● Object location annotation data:
◇ ◇ ◇ ◇ ◇

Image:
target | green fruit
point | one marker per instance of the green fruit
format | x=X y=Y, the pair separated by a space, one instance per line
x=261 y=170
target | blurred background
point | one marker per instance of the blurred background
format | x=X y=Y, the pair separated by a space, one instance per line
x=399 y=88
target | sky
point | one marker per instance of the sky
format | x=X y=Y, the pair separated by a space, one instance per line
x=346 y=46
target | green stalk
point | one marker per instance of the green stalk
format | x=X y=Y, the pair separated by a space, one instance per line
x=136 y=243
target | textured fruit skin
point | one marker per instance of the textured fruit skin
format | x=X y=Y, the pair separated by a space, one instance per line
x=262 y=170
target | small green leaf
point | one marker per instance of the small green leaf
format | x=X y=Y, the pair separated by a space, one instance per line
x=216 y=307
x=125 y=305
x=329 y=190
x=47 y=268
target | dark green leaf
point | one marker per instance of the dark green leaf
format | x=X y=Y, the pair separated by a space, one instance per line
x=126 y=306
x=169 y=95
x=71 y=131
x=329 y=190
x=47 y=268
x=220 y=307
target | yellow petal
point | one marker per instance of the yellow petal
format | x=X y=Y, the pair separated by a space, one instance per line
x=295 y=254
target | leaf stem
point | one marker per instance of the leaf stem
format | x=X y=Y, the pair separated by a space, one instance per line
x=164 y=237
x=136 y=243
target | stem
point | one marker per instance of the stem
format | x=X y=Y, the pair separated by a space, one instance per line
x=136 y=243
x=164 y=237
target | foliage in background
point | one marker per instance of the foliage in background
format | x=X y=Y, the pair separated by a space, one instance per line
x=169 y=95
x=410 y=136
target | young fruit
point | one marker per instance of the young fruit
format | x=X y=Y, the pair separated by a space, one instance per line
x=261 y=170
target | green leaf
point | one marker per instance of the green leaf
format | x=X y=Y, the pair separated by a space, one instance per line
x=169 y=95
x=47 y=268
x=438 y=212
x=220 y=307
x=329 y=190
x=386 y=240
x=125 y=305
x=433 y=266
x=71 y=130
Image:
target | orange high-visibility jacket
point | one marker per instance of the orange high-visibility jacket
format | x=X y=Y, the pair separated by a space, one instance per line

◇ ◇ ◇ ◇ ◇

Rewrite the records from their start down to the line containing "x=262 y=170", switching "green stalk" to "green stem" and keeping everything else unchanged.

● Worked answer:
Image:
target | green fruit
point | one marker per instance of the green fruit
format | x=X y=Y, the pair separated by a space, one instance per line
x=261 y=170
target | blurred background
point | one marker per instance of the blurred background
format | x=X y=Y, the pair separated by a space, one instance per line
x=399 y=88
target | sky
point | one marker per instance of the sky
format | x=X y=Y, the pair separated by a space, one instance per line
x=346 y=46
target | green stem
point | one marker per instance of the green stem
format | x=X y=Y, the pair separated by a space, one instance per line
x=136 y=243
target | textured fruit skin
point | one marker per instance of the textured fruit skin
format | x=X y=Y, the pair separated by a space, one instance per line
x=262 y=170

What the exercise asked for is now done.